### Testo scelto

LO SCIPPO DELLA SPESA STORICA

Da oltre 15 anni il Nord continua a prendere più soldi per i suoi ospedali. E nel 2020 non è andata diversamente, dal momento che il riparto del fondo sanitario nazionale ha seguito lo stesso spartito di sempre.

Così, su 113,3 di dotazione complessiva, alla Puglia, 4,1 milioni di abitanti, sono stati riservati 7,49 miliardi mentre all’Emilia Romagna, con 4,4 milioni, 8,44 miliardi: quasi un miliardo in più nonostante una popolazione quasi identica. E se si considera il Veneto, con i suoi 4,9 milioni di abitanti, la sproporzione resta, visto che la Regione governata da Zaia incassa 9,2 miliardi, quasi due in più rispetto alla regione guidata da Emiliano. Considerando la spesa pro-capite, ne discende che per curare un cittadino pugliese lo Stato spende 1.826 euro, contro i 1.918 riservati ad un emiliano e 1.877 per un veneto. Qualche altro numero per illustrare la scena: restando al Sud, la Campania, avrà 10,6 miliardi, 1.827 euro per ciascuno dei suoi 5,8 milioni di residenti che possono far affidamento su 42mila operatori sanitari impiegati a tempo indeterminato; la Calabria 3,6 miliardi e 1.800 euro per cittadino (ha quasi due milioni di abitanti che possono contare su un personale che conta 18mila unità). Guardando al Nord, alla Lombardia e al Piemonte andranno, rispettivamente, 18,8 miliardi (1.880 euro pro capite per i 10 milioni di residenti curati da 95mila tra medici e infermieri) e 8,33 miliardi (4,35 milioni di abitanti: circa 1.935 euro per residente. E un staff sanitario di 53mila persone). Dal 2012 al 2017, poi, Liguria, Piemonte, Lombardia, Veneto, Emilia Romagna e Toscana hanno visto aumentare la loro quota del fondo del 2,36%, ricevendo quindi dallo Stato poco meno di un miliardo in più (944 milioni), rispetto ad Abruzzo, Puglia, Molise, Basilicata, Campania e Calabria per le quali l’aumento è stato pari soltanto dell’1,75%.

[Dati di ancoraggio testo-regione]
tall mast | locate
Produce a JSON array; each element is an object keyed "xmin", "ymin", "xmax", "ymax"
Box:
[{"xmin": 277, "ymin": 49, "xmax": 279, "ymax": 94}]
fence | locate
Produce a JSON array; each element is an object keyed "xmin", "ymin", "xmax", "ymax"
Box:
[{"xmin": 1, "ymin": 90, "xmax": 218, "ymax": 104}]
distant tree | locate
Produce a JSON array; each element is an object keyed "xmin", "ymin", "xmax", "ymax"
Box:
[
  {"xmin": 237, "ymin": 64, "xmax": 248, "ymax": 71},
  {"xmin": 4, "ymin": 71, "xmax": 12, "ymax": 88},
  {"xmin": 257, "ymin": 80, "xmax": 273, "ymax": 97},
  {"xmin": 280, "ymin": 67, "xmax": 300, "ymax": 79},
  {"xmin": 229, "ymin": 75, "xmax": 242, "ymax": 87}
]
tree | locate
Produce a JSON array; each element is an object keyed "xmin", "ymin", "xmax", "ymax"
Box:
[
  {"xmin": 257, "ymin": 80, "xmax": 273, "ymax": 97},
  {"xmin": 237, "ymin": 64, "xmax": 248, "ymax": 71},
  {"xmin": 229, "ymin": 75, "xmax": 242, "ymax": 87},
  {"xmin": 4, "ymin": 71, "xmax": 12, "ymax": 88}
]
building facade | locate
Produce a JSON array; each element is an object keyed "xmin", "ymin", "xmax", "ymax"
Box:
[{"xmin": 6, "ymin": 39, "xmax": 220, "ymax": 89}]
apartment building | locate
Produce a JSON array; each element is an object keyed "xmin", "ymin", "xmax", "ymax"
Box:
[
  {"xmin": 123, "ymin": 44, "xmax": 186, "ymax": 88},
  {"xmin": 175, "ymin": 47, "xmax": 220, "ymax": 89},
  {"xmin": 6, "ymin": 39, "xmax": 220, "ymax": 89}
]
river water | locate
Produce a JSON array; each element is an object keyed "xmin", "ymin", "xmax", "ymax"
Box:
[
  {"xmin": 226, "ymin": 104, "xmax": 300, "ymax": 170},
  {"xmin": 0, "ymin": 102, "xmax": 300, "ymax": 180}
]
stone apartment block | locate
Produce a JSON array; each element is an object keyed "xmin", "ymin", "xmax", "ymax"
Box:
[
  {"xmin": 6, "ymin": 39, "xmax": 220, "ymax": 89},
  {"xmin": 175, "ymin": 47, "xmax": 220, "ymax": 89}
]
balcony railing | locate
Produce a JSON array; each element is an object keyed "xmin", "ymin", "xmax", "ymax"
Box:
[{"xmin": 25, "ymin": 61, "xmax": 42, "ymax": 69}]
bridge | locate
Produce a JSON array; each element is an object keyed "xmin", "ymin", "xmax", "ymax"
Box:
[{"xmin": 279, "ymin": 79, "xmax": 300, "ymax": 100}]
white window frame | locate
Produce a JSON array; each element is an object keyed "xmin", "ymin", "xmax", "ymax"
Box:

### Esercizi
1: Quanto spende lo Stato per curare un cittadino pugliese, secondo il testo sul riparto del fondo sanitario?
2: Riscrivi in forma più breve il paragrafo del testo sul riparto del fondo sanitario che comincia con "Da oltre 15 anni il Nord", mantenendo i fatti principali.
3: Elenca le regioni che, secondo il testo sul riparto del fondo sanitario, dal 2012 al 2017 hanno visto crescere la loro quota solo dell'1,75%.

### Soluzioni
1: 1.826 euro.

2: Da più di 15 anni il Nord riceve più soldi per i suoi ospedali. Nel 2020 il riparto del fondo sanitario nazionale ha seguito lo stesso schema.

3:
- Abruzzo
- Puglia
- Molise
- Basilicata
- Campania
- Calabria